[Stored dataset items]
--------------------
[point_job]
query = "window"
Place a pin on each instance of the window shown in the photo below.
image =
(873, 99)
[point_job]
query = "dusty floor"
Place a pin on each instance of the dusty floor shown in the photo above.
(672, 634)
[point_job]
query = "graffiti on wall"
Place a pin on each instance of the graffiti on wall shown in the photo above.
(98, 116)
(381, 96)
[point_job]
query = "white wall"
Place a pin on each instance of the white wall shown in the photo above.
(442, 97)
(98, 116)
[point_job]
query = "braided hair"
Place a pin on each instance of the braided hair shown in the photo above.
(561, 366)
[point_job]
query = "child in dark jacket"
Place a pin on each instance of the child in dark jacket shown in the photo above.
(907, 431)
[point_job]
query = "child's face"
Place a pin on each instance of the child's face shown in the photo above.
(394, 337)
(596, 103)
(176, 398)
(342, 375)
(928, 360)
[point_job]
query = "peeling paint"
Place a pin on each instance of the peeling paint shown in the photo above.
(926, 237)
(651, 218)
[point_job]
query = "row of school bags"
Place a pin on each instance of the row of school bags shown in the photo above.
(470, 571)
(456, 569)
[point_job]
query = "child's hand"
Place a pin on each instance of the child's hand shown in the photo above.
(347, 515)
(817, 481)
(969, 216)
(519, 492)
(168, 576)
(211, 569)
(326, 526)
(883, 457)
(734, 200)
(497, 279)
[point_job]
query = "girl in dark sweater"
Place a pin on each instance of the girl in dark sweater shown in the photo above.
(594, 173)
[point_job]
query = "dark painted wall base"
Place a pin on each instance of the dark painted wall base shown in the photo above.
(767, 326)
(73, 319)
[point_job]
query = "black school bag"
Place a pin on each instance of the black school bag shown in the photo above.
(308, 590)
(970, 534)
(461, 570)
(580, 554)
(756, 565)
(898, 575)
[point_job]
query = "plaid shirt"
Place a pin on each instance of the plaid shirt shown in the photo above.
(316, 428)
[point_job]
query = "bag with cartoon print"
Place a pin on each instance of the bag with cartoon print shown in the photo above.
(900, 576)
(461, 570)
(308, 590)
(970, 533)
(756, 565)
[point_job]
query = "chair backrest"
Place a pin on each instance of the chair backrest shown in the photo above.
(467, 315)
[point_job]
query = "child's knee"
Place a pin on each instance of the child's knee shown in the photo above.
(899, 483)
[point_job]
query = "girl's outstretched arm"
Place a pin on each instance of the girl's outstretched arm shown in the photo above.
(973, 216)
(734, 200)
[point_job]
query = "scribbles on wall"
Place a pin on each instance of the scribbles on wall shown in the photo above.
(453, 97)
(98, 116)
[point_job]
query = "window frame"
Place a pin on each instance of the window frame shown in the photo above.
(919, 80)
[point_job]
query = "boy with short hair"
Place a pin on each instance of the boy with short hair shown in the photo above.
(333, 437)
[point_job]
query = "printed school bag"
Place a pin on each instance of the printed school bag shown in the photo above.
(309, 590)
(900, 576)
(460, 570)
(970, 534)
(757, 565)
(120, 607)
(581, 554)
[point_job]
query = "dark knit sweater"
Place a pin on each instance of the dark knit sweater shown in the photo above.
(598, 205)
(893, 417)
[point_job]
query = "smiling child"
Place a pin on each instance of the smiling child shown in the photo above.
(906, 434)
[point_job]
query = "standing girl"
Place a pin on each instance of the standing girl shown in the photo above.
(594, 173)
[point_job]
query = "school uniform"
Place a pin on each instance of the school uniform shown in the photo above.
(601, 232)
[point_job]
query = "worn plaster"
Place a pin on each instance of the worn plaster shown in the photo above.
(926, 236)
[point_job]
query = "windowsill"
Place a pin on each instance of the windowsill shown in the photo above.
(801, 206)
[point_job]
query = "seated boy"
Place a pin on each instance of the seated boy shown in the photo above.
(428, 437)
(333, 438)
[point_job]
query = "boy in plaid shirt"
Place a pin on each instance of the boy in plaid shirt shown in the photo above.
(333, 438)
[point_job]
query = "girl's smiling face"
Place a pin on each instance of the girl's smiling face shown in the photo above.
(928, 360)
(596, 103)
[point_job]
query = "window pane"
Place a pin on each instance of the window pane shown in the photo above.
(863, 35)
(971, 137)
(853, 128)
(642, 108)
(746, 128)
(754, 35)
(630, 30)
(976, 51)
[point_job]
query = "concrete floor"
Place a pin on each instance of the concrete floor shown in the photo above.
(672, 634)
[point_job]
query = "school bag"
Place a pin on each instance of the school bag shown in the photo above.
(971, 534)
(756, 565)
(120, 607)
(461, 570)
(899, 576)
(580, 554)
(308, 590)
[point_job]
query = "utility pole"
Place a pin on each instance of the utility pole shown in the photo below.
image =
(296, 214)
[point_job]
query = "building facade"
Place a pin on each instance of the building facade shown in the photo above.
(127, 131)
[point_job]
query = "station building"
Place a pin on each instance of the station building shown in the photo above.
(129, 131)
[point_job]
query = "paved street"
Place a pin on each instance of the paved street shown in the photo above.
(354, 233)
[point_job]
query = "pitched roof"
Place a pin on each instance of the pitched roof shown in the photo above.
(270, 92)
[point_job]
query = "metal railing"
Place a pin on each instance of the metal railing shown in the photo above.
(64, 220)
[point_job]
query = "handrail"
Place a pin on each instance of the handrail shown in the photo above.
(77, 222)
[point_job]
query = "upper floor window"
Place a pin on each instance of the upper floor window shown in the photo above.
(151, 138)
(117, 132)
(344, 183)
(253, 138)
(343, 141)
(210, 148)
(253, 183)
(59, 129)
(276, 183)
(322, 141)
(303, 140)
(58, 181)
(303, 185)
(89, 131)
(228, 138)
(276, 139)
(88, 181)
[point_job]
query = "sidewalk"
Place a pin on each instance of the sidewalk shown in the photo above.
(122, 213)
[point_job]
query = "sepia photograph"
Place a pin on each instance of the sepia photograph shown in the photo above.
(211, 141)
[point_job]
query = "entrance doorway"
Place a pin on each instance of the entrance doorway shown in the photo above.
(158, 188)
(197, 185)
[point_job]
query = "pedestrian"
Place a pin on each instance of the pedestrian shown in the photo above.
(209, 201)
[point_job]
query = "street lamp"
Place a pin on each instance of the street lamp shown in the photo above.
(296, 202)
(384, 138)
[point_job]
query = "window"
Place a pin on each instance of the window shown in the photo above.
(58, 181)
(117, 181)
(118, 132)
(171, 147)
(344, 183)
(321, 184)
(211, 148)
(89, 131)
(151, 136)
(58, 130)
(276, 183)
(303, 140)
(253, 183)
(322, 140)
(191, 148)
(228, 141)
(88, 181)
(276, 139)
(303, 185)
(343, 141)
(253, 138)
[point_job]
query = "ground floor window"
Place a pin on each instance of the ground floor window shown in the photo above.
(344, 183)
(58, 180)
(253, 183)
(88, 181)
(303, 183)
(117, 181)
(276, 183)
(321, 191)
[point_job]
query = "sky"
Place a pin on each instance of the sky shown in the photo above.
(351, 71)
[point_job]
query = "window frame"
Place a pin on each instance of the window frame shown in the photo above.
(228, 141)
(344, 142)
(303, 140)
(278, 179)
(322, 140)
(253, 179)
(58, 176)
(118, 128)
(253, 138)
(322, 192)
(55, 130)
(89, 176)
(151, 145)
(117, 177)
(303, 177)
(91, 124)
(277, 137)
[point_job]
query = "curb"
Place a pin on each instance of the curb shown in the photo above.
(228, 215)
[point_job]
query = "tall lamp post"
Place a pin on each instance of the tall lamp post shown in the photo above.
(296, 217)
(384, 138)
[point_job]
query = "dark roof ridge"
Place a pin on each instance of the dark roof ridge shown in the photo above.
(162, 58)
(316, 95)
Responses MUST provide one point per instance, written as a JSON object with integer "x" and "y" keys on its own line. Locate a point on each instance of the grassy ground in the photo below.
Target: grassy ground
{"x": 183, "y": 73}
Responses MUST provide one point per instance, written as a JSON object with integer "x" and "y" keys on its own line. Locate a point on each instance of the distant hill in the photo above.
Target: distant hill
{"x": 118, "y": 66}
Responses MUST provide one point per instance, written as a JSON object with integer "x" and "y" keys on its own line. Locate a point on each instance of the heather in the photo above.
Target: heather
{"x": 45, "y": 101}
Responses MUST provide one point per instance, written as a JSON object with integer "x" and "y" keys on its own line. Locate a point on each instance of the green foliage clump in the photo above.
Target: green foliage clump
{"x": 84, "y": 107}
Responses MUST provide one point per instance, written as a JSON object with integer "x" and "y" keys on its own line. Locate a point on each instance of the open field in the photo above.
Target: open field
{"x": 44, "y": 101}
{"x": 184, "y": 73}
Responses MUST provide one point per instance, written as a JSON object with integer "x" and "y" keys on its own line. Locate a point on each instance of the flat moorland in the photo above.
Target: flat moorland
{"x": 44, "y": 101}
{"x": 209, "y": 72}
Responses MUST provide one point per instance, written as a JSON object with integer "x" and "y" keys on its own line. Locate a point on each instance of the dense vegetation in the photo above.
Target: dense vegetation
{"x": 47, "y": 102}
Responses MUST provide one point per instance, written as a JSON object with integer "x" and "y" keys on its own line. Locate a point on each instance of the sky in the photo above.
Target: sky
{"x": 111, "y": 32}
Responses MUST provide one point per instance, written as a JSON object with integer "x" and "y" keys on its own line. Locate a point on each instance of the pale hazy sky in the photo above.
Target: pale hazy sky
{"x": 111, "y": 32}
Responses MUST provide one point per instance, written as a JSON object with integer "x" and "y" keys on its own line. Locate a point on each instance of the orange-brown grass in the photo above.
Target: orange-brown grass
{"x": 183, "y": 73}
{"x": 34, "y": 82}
--------------------
▸ **Task directions**
Looking at the entries above, count the lines that contain the string "below", then give the number and nothing else.

▸ **Expected answer**
3